> _Trecho para leitura_

◇ ◇ ◇ ◇

O ponto de partida é a definição da melhor forma de representação da área de influência dos poluentes industriais. Esta, pode-se afirmar, é mais adequadamente representada por meio de cartogramas (Figura 1); do contrário, seria necessário artifícios serem criados para estabelecer uma referência geográfica nas tabelas de informação, utilizando categorias de discretização do território (Figura 2) como por exemplo ruas, bairros, setores censitários, etc. Estas categorias apresentam o inconveniente de exigir um ajuste que força a representação da ocorrência do fenômeno ambiental aos limites das unidades utilizadas, introduzindo um erro grosseiro no modelo do ambiente.

 

Figura 1. Representação da área real de dispersão de poluentes

Figura 2. Representação da área de dispersão de poluentes baseada em unidades de discretização do território (no caso, bairro)

 

Para maior esclarecimento , inicia-se a discussão a seguir, pela consideração de peculiaridades do BD Alfanumérico, adicionando-se depois o problema da territorialidade.

No caso de relacionarem-se diferentes doenças aos poluentes industriais, a forma de tabelas de informação se apresenta mais adequada para uma pesquisa inicial, pois a relação entre as duas entidades conceituais, poluente e doença, é característicamente múltipla, ou seja, de m para n (Figura 3). Um determinado poluente pode provocar mais de uma doença e uma certa doença pode ser provocada por diversos poluentes (Tabela 1).

 

Figura 3. Diagrama de Entidades e Relacionamento para poluentes e doenças.

 

 

Tabela 1. Exemplificação da relação n x m entre tipo de poluente e tipo de doença.

poluente

Doença

Poluente 1

Poluente 1

Poluente 1

Poluente 2

Poluente 2

Poluente 2

Poluente 2

Poluente 3

Poluente 3

Poluente 3

:

:

Doença 1

Doença 2

Doença 3

Doença 1

Doença 4

Doença 5

Doença 6

Doença 2

Doença 3

Doença 6

:

:

Pode-se agregar a esta tabela outros campos (colunas) de dados, tais como sintomas, expectativa de vida, sequelas, e mesmo aqueles referentes à indústria poluidora. Certamente, está-se apresentando aqui uma visão simplificada de uma estrutura de banco de dados, pois na verdade

 

faz-se necessário um refinamento do modelo através de técnicas de normalização que visam a diminuir a redundância de dados. Estes refinamentos sucessivos conduzirão a uma estrutura de múltiplas tabelas interrelacionadas, que são representadas através de Diagramas de Entidades - Relacionamentos (5, 6) e suas variações. Desta forma, é possível obter-se a lista de doenças às quais uma população sob influência de determinado poluente está exposta.

◇ ◇ ◇ ◇

> _Questões propostas_
1. De acordo com o trecho sobre poluentes industriais, por que as tabelas de informação são a forma mais adequada para uma pesquisa inicial que relacione doenças a esses poluentes? Responda em uma a três frases.
2. Relacione todos os campos de dados que, segundo o trecho sobre poluentes industriais, podem ser agregados à tabela que associa poluentes e doenças.
3. Prossiga o trecho sobre poluentes industriais a partir da última frase apresentada.
As linhas provêm de uma fonte distinta da do trecho sobre poluentes industriais.

Dados de localização de um ponto por instância:
◇ ◇ ◇ ◇

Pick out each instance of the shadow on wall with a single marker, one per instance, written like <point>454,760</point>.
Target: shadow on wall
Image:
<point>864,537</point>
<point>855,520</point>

◇ ◇ ◇ ◇

> _Respostas dos exercícios_
1. Porque a relação entre poluente e doença é múltipla, de m para n. Um determinado poluente pode provocar mais de uma doença, e uma certa doença pode ser provocada por diversos poluentes.

2. Sintomas; expectativa de vida; sequelas; campos referentes à indústria poluidora.

3.
Porém, a visão apresentada até aqui dá conta de fragmentos da realidade, podendo os dois sistemas isoladamente apresentar diretamente a territorialidade dos poluentes ou então as doenças associadas a um ou mais poluentes, neste caso com a expressão territorial indireta feita através da distribuição espacial dos poluentes. O salto qualitativo no poder diagnóstico desta situação pode se dar através da integração dos dois sistemas, em três passos básicos apresentados a seguir:

 

1) Primeiramente, através do SIG, pode-se lançar sobre um mesmo mapa básico de um município a área de influência (dispersão) dos poluentes, isoladamente. Obter-se-á, em consequência, tantos mapas temáticos de poluentes quantos poluentes conseguirmos levantar (Figura 4).

Área de dispersão do poluente 1 Área de dispersão do poluente 2

Área de dispersão do poluente 3

Área de dispersão do poluente 4

Figura 4. Diferentes mapas temáticos representando cada um a dispersão hipotética de um tipo de poluente

 

 

A confecção destes mapas é de responsabilidade do especialista em poluição, ou da conjugação de esforços deste com meteorologistas e/ou geomorfólogos, podendo a descarga ser atmosférica e/ou fluvial. É o conhecimento da natureza do poluente e suas formas de dispersão que permitem a delimitação das áreas sob sua influência, seja em círculos excêntricos de determinado raio ou em geometrias irregulares, cabendo ao sistema apenas a sua incorporação para fins de armazenamento e processamento junto com outras informações disponíveis. Na ilustração acima, as formas representadas hipoteticamente correspondem mais aos poluentes atmosféricos - sem considerar, neste caso, a ação dos ventos que deslocam o poluente em determinadas direções e sentido, e as resistências oferecidas pela topografia - ; caso fossem descargas líquidas, normalmente seguiriam o curso do rio a partir do ponto de lançamento, requerendo, como subsídio, o conhecimento da bacia hidrográfica. Portanto, as manchas (feições) de ocorrência do poluente serão diferenciadas de mapa para mapa, em função das características do poluente e da fonte de emissão (configuração da indústria e sua localização espacial).

A existência de diferentes mapas temáticos é importante pois preserva a informação original para cada poluente, permitindo tratá-la isolada ou conjuntamente, de acordo com os objetivos da investigação proposta. Caso, desde o início, tenha-se confeccionado um mapa integrado de poluentes, a agregação fará perder informação, pois todo o dado inicialmente agregado não permite uma posterior desagregação, já o contrário é possível, sendo este um postulado clássico de todo esforço taxonômico .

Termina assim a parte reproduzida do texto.